*WHAT IS NEEDED*: Of all the lines in the entries below, give again exactly those starting at the line containing "Can you find the horse's mouth" and ending at the line containing "Can you find the dark lower", both ends included, and no others.

*Point-per-instance localization data*:
+++

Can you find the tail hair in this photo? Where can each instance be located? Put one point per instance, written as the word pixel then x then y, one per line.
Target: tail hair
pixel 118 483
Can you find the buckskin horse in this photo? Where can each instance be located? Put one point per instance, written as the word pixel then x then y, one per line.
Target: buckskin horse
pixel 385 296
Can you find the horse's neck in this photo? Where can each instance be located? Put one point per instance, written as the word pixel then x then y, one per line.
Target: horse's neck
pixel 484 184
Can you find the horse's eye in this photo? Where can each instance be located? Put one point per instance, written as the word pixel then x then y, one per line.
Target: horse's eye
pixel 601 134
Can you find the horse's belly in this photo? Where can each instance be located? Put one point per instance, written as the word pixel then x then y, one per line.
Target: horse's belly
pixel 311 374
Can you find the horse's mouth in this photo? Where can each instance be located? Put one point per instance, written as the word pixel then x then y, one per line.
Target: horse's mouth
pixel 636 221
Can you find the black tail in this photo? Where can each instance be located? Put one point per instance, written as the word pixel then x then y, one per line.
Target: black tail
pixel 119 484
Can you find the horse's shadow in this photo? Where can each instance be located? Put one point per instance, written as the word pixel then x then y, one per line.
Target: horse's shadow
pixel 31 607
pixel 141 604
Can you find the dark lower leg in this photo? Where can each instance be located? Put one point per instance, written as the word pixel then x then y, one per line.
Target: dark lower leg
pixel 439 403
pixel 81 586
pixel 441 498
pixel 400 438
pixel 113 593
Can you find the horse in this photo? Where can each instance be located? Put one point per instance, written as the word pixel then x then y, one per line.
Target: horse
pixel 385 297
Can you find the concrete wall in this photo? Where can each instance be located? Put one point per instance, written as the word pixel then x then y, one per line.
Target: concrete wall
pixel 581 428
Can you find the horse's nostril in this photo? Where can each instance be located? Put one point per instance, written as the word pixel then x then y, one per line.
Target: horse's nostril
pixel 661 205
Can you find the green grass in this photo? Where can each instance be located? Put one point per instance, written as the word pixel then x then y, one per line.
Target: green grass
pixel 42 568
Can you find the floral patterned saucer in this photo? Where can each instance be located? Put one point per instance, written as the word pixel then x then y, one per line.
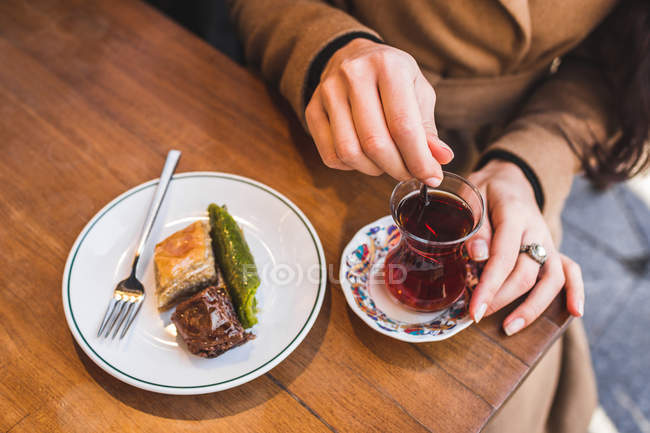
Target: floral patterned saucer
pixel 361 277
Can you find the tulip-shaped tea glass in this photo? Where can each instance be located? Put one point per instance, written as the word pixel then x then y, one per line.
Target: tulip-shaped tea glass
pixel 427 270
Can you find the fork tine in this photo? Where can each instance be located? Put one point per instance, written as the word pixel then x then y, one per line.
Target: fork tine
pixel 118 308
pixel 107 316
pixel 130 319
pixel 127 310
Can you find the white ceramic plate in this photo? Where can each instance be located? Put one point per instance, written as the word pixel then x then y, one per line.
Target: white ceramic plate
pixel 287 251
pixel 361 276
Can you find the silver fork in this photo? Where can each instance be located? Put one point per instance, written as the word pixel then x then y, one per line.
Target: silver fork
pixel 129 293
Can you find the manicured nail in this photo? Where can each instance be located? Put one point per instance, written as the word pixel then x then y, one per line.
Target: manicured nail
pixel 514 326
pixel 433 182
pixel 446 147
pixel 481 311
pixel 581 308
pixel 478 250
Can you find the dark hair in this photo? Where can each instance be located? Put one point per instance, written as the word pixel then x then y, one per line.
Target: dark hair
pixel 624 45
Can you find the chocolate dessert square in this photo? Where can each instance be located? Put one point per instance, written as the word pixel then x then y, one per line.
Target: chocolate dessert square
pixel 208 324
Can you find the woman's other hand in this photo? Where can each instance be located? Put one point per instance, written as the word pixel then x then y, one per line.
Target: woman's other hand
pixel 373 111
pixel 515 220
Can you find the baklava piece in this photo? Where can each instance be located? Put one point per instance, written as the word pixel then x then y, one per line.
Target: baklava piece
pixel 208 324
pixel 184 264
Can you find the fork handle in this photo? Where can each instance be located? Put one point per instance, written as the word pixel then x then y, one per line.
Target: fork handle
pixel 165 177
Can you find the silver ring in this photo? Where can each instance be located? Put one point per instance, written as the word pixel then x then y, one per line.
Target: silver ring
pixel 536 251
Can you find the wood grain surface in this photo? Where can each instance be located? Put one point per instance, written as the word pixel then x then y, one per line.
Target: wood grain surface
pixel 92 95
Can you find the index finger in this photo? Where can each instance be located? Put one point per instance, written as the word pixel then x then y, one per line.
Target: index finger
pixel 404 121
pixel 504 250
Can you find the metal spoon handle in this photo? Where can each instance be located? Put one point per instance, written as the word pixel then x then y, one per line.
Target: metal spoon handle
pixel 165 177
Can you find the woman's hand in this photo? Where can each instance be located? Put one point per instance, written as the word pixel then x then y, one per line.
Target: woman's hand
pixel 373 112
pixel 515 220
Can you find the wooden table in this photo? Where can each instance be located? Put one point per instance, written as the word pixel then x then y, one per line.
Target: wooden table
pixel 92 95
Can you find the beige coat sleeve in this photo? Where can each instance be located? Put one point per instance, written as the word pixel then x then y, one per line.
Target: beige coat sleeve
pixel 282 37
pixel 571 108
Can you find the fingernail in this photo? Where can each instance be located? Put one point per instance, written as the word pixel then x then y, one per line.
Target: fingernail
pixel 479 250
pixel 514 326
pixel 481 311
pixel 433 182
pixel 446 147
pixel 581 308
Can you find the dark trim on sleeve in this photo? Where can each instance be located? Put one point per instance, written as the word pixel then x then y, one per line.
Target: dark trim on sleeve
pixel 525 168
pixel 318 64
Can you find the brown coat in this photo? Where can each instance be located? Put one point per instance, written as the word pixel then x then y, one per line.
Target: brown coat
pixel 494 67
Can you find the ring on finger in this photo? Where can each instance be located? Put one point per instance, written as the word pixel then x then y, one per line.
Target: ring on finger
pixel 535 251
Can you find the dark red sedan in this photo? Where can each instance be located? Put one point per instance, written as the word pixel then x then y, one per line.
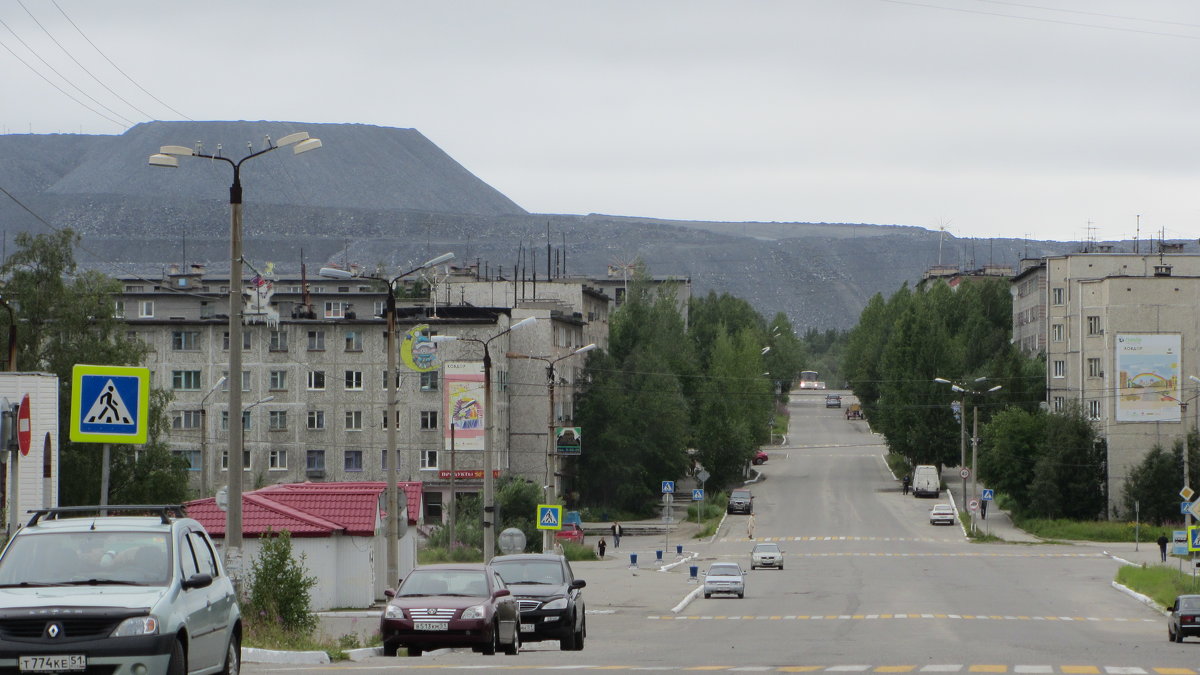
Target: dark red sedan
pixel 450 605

+++

*ANSWER TO THE EXERCISE*:
Can you find the horse's mouth in this photo? Where can each instance be located? Put one point per instance, written as the word pixel then x then y, one per line.
Target: horse's mouth
pixel 636 221
Can you find the black tail in this photo? Where can each instance be located? Put one point per instance, written as the word pixel then x then y, one per line.
Target: black tail
pixel 119 484
Can you find the horse's shadow in this photo? Where can each instance be located? Put one point per instance, written as the word pixel then x then y, one per line.
Target: horse's shadow
pixel 31 607
pixel 141 604
Can you find the dark lower leg in this photo? Where can each instance be located? Put one point per instance, written as the word pixel then x then y, one per line.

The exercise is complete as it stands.